# Wild camping spots scottish borders



## barryd (May 9, 2008)

Hi

Off to Eyemouth, St Abbs area and beyond up towards North Berwick on Sunday for a few days. There are a few CL's but I wondered if anybody knew of any good wild camping spots hopefully near the sea.

Thanks


----------



## clodhopper2006 (Aug 13, 2006)

Slightly further on from North Berwick is Aberlady and just outside on the North Berwick road is a nature reserve. We,ve stayed in the shore side car park a couple of times and it's very nice.
Also in the borders is the border crossing point on the A68 atCarter Bar. Two very nice laybyes, one on each side of the road and served by a burgur bar on summer mornings.


Bob


----------



## barryd (May 9, 2008)

Hi Bob

I just google earthed Aberlady and I think I found the spot your talking about. Looks ok. If you move further up the road to Gullane on the sea front there appears to be another large car park type area, might also be worth a look. I know about Carter Bar, well the burger van anyway! Thanks for the tips.

Barry


----------



## Pudsey_Bear (Sep 25, 2008)

Scottish Borders is brill for wild camping, take the road from Moffat to Selkirk, grey mares tail, St mary's loch to mention but two, but don't overcrowd them.

http://www.motorhomefacts.com/ftopict-64098-.html chance to vote

Kev.


----------

◇ ◇ ◇ ◇

Set exercise » Quote the camping thread above word for word, taking everything from "Scottish Borders is" down to "don't overcrowd them.".

Material provided »
◇ ◇ ◇ ◇

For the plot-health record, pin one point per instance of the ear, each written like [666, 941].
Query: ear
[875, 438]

◇ ◇ ◇ ◇

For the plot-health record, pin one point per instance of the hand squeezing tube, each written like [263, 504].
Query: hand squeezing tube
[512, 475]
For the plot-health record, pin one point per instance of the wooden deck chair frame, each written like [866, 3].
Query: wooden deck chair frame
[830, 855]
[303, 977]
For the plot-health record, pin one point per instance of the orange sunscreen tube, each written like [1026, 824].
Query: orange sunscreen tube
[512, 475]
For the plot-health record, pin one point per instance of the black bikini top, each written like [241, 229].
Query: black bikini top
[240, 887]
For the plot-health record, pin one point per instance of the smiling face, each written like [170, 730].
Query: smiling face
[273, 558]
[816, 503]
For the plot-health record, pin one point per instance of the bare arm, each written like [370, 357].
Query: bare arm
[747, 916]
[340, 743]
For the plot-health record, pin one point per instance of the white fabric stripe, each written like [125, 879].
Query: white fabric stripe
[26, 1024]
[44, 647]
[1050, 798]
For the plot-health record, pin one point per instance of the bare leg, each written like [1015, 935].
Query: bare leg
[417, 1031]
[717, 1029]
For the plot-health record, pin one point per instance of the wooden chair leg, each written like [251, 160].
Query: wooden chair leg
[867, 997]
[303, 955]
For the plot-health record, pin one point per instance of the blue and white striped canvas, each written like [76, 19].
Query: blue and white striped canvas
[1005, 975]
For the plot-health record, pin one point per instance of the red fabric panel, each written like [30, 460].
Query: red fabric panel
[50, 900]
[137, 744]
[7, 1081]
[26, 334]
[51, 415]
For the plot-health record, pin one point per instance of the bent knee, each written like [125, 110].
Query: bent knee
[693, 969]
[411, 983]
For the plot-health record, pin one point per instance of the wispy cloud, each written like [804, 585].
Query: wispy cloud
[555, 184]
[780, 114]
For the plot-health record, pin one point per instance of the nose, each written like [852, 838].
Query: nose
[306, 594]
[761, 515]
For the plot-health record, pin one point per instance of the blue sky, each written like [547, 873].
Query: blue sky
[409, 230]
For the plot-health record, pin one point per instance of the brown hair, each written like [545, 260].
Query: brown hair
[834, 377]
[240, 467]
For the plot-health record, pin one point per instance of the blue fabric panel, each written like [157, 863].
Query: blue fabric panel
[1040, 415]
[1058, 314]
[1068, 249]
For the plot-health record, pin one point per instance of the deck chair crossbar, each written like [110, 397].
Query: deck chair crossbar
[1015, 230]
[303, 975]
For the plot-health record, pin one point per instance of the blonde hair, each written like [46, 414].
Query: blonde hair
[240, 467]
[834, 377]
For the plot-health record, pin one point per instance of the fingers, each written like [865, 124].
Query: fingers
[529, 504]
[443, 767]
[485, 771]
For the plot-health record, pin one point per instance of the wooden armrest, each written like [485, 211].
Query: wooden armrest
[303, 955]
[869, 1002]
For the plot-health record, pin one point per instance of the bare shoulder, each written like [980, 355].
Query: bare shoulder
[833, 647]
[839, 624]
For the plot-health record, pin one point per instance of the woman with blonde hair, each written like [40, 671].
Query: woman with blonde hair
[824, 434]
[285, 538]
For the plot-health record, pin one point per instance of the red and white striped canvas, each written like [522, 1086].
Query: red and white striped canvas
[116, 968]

◇ ◇ ◇ ◇

Full output »
Scottish Borders is brill for wild camping, take the road from Moffat to Selkirk, grey mares tail, St mary's loch to mention but two, but don't overcrowd them.